[DOCUMENT SEGMENT]

**********

Thursday, July 10, 2014

Insomnia due to back pain

I've noticed a number of people are posting on medical advice websites with the following symptoms: Sleep for 2-5 hours and wake up with a lot of back pain which goes away after getting up. Even napping during the day lying down will cause back pain in a couple of hours especially after a meal.

If this is happening to you, you may be suffering from acid-reflux erosion of the esophagus which can cause enervation (activation) of the nerves in the esophagus and stomach. This leads to your back pain via a process called Referred Pain. Referred pain is the process where pain induced in one part of your body is 'felt' in another part. As you can see from the chart in the Wikipedia article, stomach-based referred pain shows up in the middle of the back along the spine.

Now these pain symptoms are not going to be an exact match to the chart. Personally, I would feel like an electric charge was running along one of my ribs from my spine to my front during the earlier stages of my symptoms. Everybody's anatomy is slightly different and you'll get variations on the theme. However, it was primarily back pain that I was feeling. Now my pain almost exactly matches the chart.

After way too many specialists including a neurologist who should have had a clue about this, my GP at the time, Dr Karkalis in King of Prussia (fantastic doctor IMHO) who likes to review challenging patient charts at night for fun, thought my symptoms might be due to acid reflux. He was right, but in order to finalize the diagnosis, he prescribed a proton-pump inhibitor. After a few weeks my back pain from sleep was reduced significantly.

**********

[INFORMATION]
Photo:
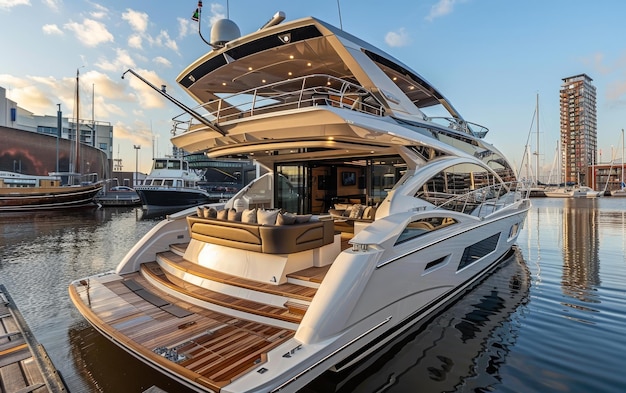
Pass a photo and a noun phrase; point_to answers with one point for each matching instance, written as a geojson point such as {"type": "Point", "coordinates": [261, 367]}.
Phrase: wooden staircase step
{"type": "Point", "coordinates": [296, 308]}
{"type": "Point", "coordinates": [179, 248]}
{"type": "Point", "coordinates": [154, 271]}
{"type": "Point", "coordinates": [312, 274]}
{"type": "Point", "coordinates": [288, 290]}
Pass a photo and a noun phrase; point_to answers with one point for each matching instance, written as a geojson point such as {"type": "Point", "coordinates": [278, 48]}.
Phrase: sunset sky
{"type": "Point", "coordinates": [490, 58]}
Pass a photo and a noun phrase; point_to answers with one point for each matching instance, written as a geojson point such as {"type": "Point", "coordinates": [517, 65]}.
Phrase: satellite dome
{"type": "Point", "coordinates": [223, 31]}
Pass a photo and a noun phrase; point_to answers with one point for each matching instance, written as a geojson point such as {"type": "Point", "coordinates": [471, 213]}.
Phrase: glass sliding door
{"type": "Point", "coordinates": [292, 188]}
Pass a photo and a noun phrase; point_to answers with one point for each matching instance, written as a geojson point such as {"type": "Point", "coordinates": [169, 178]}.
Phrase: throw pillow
{"type": "Point", "coordinates": [234, 215]}
{"type": "Point", "coordinates": [249, 216]}
{"type": "Point", "coordinates": [210, 212]}
{"type": "Point", "coordinates": [356, 212]}
{"type": "Point", "coordinates": [302, 218]}
{"type": "Point", "coordinates": [266, 217]}
{"type": "Point", "coordinates": [285, 219]}
{"type": "Point", "coordinates": [222, 214]}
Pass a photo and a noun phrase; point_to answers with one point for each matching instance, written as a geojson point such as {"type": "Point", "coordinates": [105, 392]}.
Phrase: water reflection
{"type": "Point", "coordinates": [581, 242]}
{"type": "Point", "coordinates": [461, 348]}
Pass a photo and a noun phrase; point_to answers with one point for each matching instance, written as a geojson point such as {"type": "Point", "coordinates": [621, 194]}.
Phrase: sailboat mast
{"type": "Point", "coordinates": [622, 183]}
{"type": "Point", "coordinates": [537, 152]}
{"type": "Point", "coordinates": [77, 127]}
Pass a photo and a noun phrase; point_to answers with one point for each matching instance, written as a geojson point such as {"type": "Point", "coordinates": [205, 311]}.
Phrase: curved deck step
{"type": "Point", "coordinates": [153, 271]}
{"type": "Point", "coordinates": [289, 290]}
{"type": "Point", "coordinates": [179, 248]}
{"type": "Point", "coordinates": [311, 274]}
{"type": "Point", "coordinates": [214, 348]}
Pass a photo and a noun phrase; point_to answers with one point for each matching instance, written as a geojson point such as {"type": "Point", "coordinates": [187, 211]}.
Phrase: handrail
{"type": "Point", "coordinates": [483, 201]}
{"type": "Point", "coordinates": [315, 89]}
{"type": "Point", "coordinates": [461, 125]}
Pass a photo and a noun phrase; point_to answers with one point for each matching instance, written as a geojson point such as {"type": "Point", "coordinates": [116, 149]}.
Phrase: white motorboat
{"type": "Point", "coordinates": [171, 186]}
{"type": "Point", "coordinates": [572, 192]}
{"type": "Point", "coordinates": [269, 290]}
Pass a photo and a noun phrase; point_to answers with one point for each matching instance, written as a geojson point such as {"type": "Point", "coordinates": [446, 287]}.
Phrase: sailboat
{"type": "Point", "coordinates": [533, 183]}
{"type": "Point", "coordinates": [622, 189]}
{"type": "Point", "coordinates": [576, 191]}
{"type": "Point", "coordinates": [59, 190]}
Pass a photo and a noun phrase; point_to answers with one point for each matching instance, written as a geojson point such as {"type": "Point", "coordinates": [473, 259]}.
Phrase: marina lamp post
{"type": "Point", "coordinates": [136, 147]}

**********

[TO DO]
1/ Rewrite the post on insomnia due to back pain from "Now these pain" up to and including "was reduced significantly.", substituting "consultants" for "specialists".
2/ In the post on insomnia due to back pain, what did the GP prescribe in order to finalize the diagnosis?

[EXPECTED OUTPUTS]
1/
Now these pain symptoms are not going to be an exact match to the chart. Personally, I would feel like an electric charge was running along one of my ribs from my spine to my front during the earlier stages of my symptoms. Everybody's anatomy is slightly different and you'll get variations on the theme. However, it was primarily back pain that I was feeling. Now my pain almost exactly matches the chart.

After way too many consultants including a neurologist who should have had a clue about this, my GP at the time, Dr Karkalis in King of Prussia (fantastic doctor IMHO) who likes to review challenging patient charts at night for fun, thought my symptoms might be due to acid reflux. He was right, but in order to finalize the diagnosis, he prescribed a proton-pump inhibitor. After a few weeks my back pain from sleep was reduced significantly.

2/ A proton-pump inhibitor.